* Begin DATASET CONTENT *
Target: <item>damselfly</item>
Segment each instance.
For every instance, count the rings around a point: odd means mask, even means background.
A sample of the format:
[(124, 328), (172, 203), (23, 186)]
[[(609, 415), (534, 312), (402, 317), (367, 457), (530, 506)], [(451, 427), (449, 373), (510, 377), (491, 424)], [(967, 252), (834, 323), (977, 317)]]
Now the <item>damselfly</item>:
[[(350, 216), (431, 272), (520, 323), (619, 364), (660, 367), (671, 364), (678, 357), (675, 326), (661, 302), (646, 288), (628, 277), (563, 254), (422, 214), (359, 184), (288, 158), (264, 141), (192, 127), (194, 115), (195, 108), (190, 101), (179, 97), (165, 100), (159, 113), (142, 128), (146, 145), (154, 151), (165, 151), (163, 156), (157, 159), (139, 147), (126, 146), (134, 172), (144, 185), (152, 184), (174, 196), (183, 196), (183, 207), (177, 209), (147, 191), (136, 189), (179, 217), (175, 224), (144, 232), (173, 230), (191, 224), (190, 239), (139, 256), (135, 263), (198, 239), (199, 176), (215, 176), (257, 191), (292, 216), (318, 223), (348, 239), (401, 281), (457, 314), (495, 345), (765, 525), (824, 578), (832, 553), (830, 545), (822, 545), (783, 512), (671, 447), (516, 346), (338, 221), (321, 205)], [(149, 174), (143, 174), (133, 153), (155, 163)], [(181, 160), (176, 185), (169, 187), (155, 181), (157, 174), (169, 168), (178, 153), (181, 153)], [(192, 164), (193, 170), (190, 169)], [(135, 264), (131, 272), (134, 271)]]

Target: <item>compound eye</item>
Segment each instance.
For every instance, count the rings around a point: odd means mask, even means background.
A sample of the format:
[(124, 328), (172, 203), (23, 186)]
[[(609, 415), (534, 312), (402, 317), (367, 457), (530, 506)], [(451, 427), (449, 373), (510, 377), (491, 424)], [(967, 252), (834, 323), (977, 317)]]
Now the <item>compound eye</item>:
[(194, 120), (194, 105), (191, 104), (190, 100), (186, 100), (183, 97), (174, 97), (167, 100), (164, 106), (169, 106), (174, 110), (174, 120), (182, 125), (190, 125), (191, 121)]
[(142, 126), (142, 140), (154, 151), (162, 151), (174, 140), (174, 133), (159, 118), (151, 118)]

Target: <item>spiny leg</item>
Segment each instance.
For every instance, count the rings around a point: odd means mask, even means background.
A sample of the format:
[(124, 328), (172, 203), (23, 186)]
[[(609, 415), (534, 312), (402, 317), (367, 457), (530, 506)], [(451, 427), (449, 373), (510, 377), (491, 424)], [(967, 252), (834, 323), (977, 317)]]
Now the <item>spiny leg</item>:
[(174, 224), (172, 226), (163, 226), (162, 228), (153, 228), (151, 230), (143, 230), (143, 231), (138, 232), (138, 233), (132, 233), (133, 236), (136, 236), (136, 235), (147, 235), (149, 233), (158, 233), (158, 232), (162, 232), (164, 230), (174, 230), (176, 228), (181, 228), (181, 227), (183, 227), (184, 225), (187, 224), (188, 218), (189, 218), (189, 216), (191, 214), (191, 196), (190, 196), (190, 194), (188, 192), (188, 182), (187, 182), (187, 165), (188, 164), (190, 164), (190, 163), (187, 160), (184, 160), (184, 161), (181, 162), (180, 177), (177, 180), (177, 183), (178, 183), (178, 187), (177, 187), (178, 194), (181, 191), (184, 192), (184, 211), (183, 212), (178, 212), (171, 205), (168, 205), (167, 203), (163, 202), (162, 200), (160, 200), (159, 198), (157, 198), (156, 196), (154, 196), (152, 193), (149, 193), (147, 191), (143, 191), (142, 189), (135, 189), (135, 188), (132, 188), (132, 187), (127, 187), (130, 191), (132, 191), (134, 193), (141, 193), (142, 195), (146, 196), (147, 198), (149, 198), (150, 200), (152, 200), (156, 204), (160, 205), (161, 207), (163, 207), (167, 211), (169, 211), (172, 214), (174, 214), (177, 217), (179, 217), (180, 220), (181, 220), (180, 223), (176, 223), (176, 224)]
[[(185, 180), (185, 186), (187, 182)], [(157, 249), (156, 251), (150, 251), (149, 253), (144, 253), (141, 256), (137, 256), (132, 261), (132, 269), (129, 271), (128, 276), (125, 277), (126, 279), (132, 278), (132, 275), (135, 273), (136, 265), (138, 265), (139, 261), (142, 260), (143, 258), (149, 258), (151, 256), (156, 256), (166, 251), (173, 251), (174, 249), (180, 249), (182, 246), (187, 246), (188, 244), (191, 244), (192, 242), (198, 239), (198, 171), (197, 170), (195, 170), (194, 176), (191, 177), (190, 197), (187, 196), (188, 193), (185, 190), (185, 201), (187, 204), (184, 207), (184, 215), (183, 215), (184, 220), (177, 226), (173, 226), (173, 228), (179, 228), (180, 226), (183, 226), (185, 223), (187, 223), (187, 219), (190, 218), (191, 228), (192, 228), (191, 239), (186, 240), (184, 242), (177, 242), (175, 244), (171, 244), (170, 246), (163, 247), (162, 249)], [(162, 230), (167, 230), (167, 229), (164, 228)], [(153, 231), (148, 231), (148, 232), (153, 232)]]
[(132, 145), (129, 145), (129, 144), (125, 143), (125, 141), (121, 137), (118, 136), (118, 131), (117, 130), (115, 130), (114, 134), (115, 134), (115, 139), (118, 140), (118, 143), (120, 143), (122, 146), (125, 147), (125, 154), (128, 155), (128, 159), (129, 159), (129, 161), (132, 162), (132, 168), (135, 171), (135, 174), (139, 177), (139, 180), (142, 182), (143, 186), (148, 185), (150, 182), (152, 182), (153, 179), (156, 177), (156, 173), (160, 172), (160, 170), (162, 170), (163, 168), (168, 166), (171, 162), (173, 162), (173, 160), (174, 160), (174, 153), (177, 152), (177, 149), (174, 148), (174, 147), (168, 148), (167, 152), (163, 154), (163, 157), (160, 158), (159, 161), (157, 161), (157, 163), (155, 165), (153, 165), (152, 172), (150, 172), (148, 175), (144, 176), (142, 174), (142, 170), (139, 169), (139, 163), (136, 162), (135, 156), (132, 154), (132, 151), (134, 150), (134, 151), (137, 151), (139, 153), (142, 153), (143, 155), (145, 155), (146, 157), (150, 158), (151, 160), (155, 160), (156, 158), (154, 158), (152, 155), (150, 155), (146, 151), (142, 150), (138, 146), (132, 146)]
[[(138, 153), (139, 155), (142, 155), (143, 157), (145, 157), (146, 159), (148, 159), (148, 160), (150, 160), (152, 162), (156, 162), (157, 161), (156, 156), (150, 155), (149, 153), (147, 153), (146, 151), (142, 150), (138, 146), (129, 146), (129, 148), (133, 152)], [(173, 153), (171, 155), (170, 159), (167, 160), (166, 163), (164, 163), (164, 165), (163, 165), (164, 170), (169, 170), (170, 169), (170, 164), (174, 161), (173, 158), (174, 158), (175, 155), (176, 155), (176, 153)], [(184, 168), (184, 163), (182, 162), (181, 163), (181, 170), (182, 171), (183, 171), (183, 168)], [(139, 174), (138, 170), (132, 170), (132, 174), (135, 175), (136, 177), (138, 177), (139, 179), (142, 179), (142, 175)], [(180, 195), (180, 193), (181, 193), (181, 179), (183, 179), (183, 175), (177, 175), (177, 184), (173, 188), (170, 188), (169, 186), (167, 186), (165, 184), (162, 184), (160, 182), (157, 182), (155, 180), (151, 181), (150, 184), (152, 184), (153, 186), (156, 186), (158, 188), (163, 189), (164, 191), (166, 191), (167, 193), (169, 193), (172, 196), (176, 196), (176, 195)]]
* End DATASET CONTENT *
● YOUR OBJECTIVE: Can you write out the entire listing above again, line for line, without changing a single character?

● ANSWER TO THIS PROBLEM:
Target: <item>damselfly</item>
Segment each instance.
For every instance, count the rings around a point: odd means mask, even means background.
A sample of the format:
[(124, 328), (172, 203), (23, 186)]
[[(609, 415), (534, 312), (402, 317), (367, 457), (530, 506)], [(451, 427), (449, 373), (510, 377), (491, 424)], [(967, 252), (834, 323), (977, 317)]]
Now the <item>damselfly</item>:
[[(350, 216), (431, 272), (520, 323), (619, 364), (660, 367), (671, 364), (678, 357), (675, 326), (661, 302), (646, 288), (628, 277), (563, 254), (422, 214), (359, 184), (288, 158), (264, 141), (192, 127), (194, 115), (195, 108), (190, 101), (179, 97), (165, 100), (159, 113), (142, 128), (146, 145), (154, 151), (165, 151), (163, 156), (157, 159), (139, 147), (126, 146), (134, 172), (144, 185), (152, 184), (174, 196), (183, 196), (183, 207), (177, 209), (147, 191), (136, 189), (179, 217), (175, 224), (144, 232), (173, 230), (191, 224), (190, 239), (139, 256), (135, 263), (198, 239), (199, 176), (215, 176), (257, 191), (292, 216), (318, 223), (348, 239), (401, 281), (457, 314), (495, 345), (765, 525), (824, 578), (832, 553), (830, 545), (822, 545), (783, 512), (671, 447), (516, 346), (338, 221), (321, 205)], [(149, 174), (143, 174), (133, 153), (155, 163)], [(181, 160), (176, 185), (169, 187), (155, 181), (157, 174), (169, 168), (178, 153), (181, 153)], [(192, 164), (193, 170), (190, 169)], [(135, 264), (131, 272), (134, 271)]]

Target: <item>compound eye</item>
Segment each instance.
For every instance, count the rings around a point: odd means mask, even means background.
A sample of the format:
[(124, 328), (172, 203), (23, 186)]
[[(609, 415), (534, 312), (402, 317), (367, 457), (530, 506)], [(451, 427), (449, 373), (510, 377), (491, 424)], [(967, 252), (834, 323), (977, 317)]]
Now the <item>compound eye</item>:
[(194, 120), (194, 105), (191, 104), (190, 100), (186, 100), (183, 97), (174, 97), (167, 100), (164, 106), (169, 106), (174, 110), (174, 120), (182, 125), (190, 125), (191, 121)]
[(142, 126), (142, 140), (154, 151), (162, 151), (174, 140), (174, 133), (159, 118), (151, 118)]

Target: <item>spiny leg</item>
Segment each instance.
For every instance, count the rings around a point: odd means mask, even means background.
A sample of the format:
[(124, 328), (172, 203), (23, 186)]
[[(609, 415), (534, 312), (402, 317), (367, 457), (530, 506)], [(451, 427), (449, 373), (510, 377), (491, 424)], [(967, 252), (834, 323), (977, 317)]]
Now the <item>spiny leg</item>:
[(174, 224), (172, 226), (163, 226), (162, 228), (153, 228), (151, 230), (143, 230), (143, 231), (138, 232), (138, 233), (132, 233), (133, 236), (136, 236), (136, 235), (147, 235), (149, 233), (158, 233), (158, 232), (162, 232), (164, 230), (174, 230), (176, 228), (181, 228), (181, 227), (183, 227), (184, 225), (187, 224), (188, 218), (189, 218), (189, 216), (191, 214), (191, 196), (190, 196), (190, 194), (188, 192), (188, 182), (187, 182), (187, 165), (188, 164), (190, 164), (190, 163), (187, 160), (184, 160), (184, 161), (181, 162), (180, 177), (177, 180), (177, 183), (178, 183), (178, 187), (177, 187), (178, 194), (181, 191), (184, 192), (184, 211), (183, 212), (178, 212), (171, 205), (168, 205), (167, 203), (163, 202), (162, 200), (160, 200), (159, 198), (157, 198), (156, 196), (154, 196), (152, 193), (149, 193), (147, 191), (143, 191), (142, 189), (135, 189), (135, 188), (132, 188), (132, 187), (127, 187), (130, 191), (132, 191), (134, 193), (141, 193), (142, 195), (146, 196), (147, 198), (149, 198), (150, 200), (152, 200), (156, 204), (160, 205), (161, 207), (163, 207), (167, 211), (169, 211), (172, 214), (174, 214), (177, 217), (179, 217), (180, 220), (181, 220), (180, 223), (176, 223), (176, 224)]
[[(185, 180), (185, 186), (187, 182)], [(157, 249), (156, 251), (150, 251), (149, 253), (144, 253), (141, 256), (137, 256), (132, 261), (132, 269), (129, 271), (128, 276), (125, 277), (126, 279), (132, 278), (132, 275), (135, 273), (136, 265), (138, 265), (139, 261), (142, 260), (143, 258), (149, 258), (151, 256), (156, 256), (166, 251), (173, 251), (174, 249), (180, 249), (182, 246), (187, 246), (188, 244), (191, 244), (192, 242), (198, 239), (198, 171), (197, 170), (195, 170), (194, 176), (191, 177), (190, 197), (187, 196), (188, 193), (185, 190), (185, 201), (187, 204), (184, 207), (184, 215), (183, 215), (184, 220), (177, 226), (173, 226), (173, 228), (179, 228), (180, 226), (183, 226), (185, 223), (187, 223), (187, 219), (190, 218), (191, 228), (192, 228), (191, 239), (186, 240), (184, 242), (177, 242), (175, 244), (171, 244), (170, 246), (163, 247), (162, 249)], [(162, 230), (167, 230), (167, 229), (164, 228)], [(153, 231), (148, 231), (148, 232), (153, 232)]]
[(132, 145), (129, 145), (129, 144), (125, 143), (125, 141), (121, 137), (118, 136), (118, 131), (117, 130), (115, 130), (114, 134), (115, 134), (115, 139), (118, 140), (118, 143), (120, 143), (122, 146), (125, 147), (125, 154), (128, 155), (128, 159), (129, 159), (129, 161), (132, 162), (132, 168), (135, 171), (135, 174), (139, 177), (139, 180), (142, 182), (143, 186), (148, 185), (150, 182), (152, 182), (153, 179), (156, 177), (156, 173), (160, 172), (160, 170), (162, 170), (163, 168), (168, 166), (171, 162), (173, 162), (173, 160), (174, 160), (174, 153), (177, 152), (177, 149), (174, 148), (174, 147), (168, 148), (167, 152), (163, 154), (163, 157), (160, 158), (159, 161), (157, 161), (157, 163), (155, 165), (153, 165), (152, 172), (150, 172), (148, 175), (144, 176), (142, 174), (142, 170), (139, 169), (139, 163), (136, 162), (135, 156), (132, 154), (132, 151), (134, 150), (134, 151), (137, 151), (139, 153), (142, 153), (143, 155), (145, 155), (146, 157), (150, 158), (151, 160), (155, 160), (156, 158), (154, 158), (152, 155), (150, 155), (146, 151), (142, 150), (138, 146), (132, 146)]
[[(138, 153), (139, 155), (142, 155), (143, 157), (145, 157), (146, 159), (148, 159), (148, 160), (150, 160), (152, 162), (156, 162), (157, 161), (156, 156), (150, 155), (149, 153), (147, 153), (146, 151), (142, 150), (138, 146), (129, 146), (129, 148), (133, 152)], [(173, 153), (171, 155), (170, 159), (167, 160), (166, 163), (164, 163), (164, 165), (163, 165), (164, 170), (169, 170), (170, 169), (170, 164), (174, 161), (173, 158), (174, 158), (175, 155), (176, 155), (176, 153)], [(184, 168), (184, 163), (182, 162), (181, 163), (181, 170), (182, 171), (183, 171), (183, 168)], [(139, 174), (138, 170), (132, 170), (132, 174), (135, 175), (136, 177), (138, 177), (139, 179), (142, 179), (142, 175)], [(180, 195), (180, 193), (181, 193), (181, 179), (183, 179), (183, 175), (177, 175), (177, 184), (173, 188), (170, 188), (169, 186), (167, 186), (165, 184), (162, 184), (160, 182), (157, 182), (155, 180), (151, 181), (150, 184), (152, 184), (153, 186), (156, 186), (158, 188), (163, 189), (164, 191), (166, 191), (167, 193), (169, 193), (172, 196), (176, 196), (176, 195)]]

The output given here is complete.